■ The exercise ■
Turn everything in the material from the line containing "Mark the baguette." down to the line containing "207;66;355;256", both lines included, into a numbered list with blank lines omitted.

■ The data ■
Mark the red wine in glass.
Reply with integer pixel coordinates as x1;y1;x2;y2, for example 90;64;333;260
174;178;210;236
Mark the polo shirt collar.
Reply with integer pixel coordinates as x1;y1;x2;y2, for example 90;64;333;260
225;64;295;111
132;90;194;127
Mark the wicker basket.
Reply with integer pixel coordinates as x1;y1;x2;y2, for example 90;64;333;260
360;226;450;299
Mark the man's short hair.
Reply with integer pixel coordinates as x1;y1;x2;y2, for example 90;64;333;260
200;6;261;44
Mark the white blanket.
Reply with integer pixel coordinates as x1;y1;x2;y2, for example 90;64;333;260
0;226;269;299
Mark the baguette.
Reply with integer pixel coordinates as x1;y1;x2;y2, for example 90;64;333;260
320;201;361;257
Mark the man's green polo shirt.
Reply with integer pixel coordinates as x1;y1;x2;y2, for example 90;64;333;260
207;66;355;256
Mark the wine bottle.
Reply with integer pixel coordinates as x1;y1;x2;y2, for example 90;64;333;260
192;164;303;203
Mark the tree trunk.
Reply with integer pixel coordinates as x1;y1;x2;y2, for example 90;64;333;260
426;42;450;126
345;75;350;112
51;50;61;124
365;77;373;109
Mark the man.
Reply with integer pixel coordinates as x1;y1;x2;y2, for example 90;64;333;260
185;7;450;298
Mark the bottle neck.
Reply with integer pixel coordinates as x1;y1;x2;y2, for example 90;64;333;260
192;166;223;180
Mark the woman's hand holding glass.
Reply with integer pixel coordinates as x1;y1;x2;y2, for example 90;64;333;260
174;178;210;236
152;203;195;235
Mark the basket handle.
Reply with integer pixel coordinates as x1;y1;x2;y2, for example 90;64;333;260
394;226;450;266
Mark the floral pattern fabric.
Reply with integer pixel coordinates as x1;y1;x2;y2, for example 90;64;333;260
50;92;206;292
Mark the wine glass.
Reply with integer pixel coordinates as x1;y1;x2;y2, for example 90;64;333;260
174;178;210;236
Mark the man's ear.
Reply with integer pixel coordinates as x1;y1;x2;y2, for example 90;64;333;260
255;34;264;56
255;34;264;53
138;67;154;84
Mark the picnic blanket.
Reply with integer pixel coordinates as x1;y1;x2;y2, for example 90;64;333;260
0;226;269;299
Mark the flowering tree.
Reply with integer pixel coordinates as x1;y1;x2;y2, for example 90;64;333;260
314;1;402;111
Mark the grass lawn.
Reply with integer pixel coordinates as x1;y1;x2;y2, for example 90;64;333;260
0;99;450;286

--

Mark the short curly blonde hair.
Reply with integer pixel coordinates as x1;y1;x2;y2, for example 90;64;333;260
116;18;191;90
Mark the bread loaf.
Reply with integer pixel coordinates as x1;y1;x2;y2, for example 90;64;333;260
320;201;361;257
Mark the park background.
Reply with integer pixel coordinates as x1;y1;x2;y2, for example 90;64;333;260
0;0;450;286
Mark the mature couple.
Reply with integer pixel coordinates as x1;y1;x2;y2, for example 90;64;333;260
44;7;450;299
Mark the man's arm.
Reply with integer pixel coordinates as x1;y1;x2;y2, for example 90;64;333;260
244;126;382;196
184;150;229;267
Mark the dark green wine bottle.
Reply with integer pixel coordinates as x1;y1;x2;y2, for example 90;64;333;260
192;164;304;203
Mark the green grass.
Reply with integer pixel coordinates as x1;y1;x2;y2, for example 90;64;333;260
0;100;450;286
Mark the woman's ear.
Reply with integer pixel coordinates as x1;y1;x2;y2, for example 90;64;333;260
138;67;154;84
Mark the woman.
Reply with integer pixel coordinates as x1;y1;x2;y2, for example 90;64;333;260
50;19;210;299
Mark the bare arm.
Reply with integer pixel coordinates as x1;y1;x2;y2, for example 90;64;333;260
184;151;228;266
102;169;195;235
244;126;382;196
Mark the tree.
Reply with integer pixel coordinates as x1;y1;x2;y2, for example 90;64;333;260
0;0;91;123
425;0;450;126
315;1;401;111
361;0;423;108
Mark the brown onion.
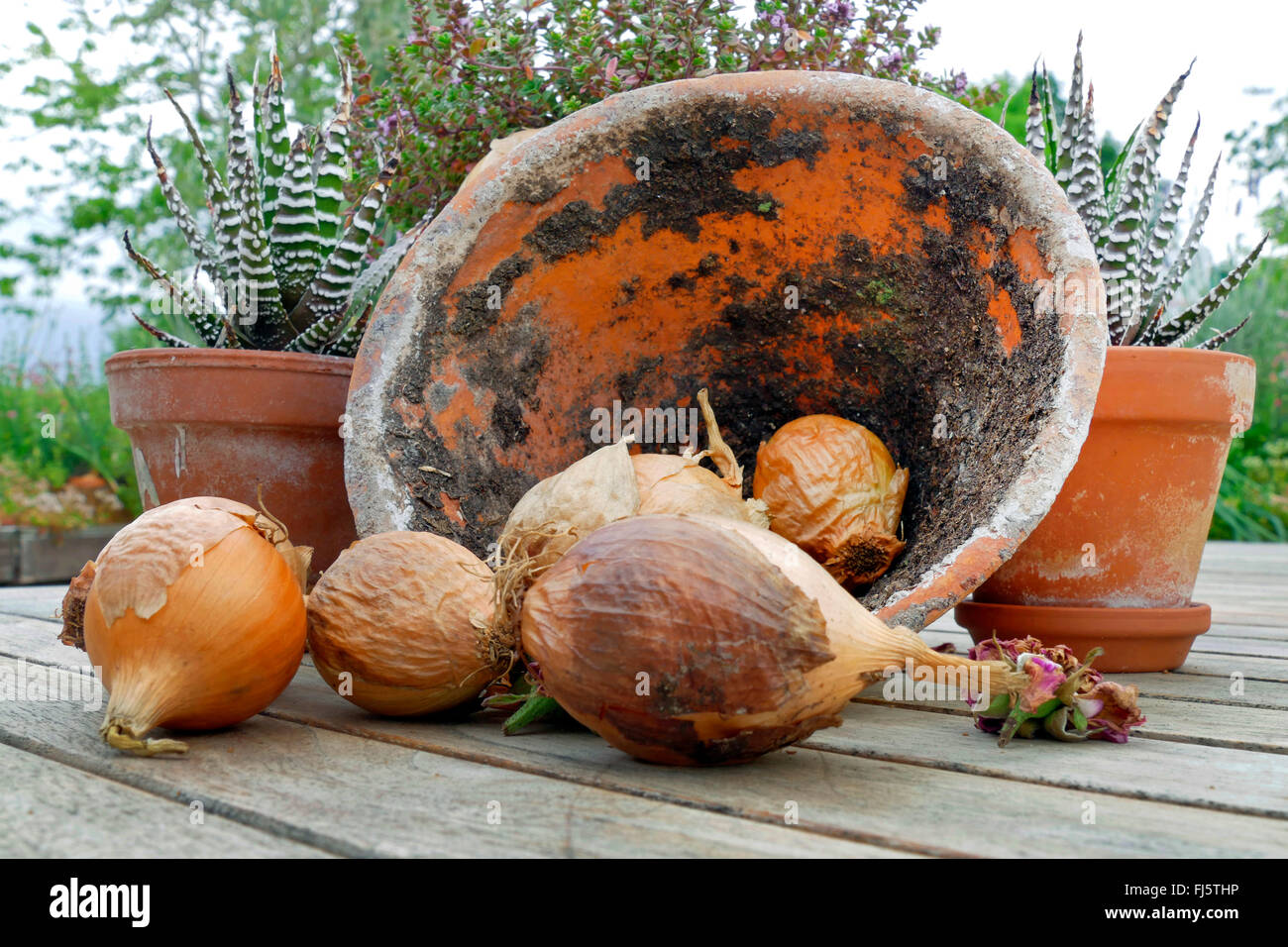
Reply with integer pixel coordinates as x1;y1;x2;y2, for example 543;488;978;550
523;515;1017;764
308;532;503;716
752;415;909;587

■ Correct output ■
1. Mark the baguette.
2. Reply with integer pixel coordinates as x1;y1;x2;y2, for example 90;64;333;260
3. 320;201;361;257
4. Mark the man's green polo shirt.
5. Reply with integer pixel coordinates as x1;y1;x2;y2, for example 90;64;333;260
6. 207;66;355;256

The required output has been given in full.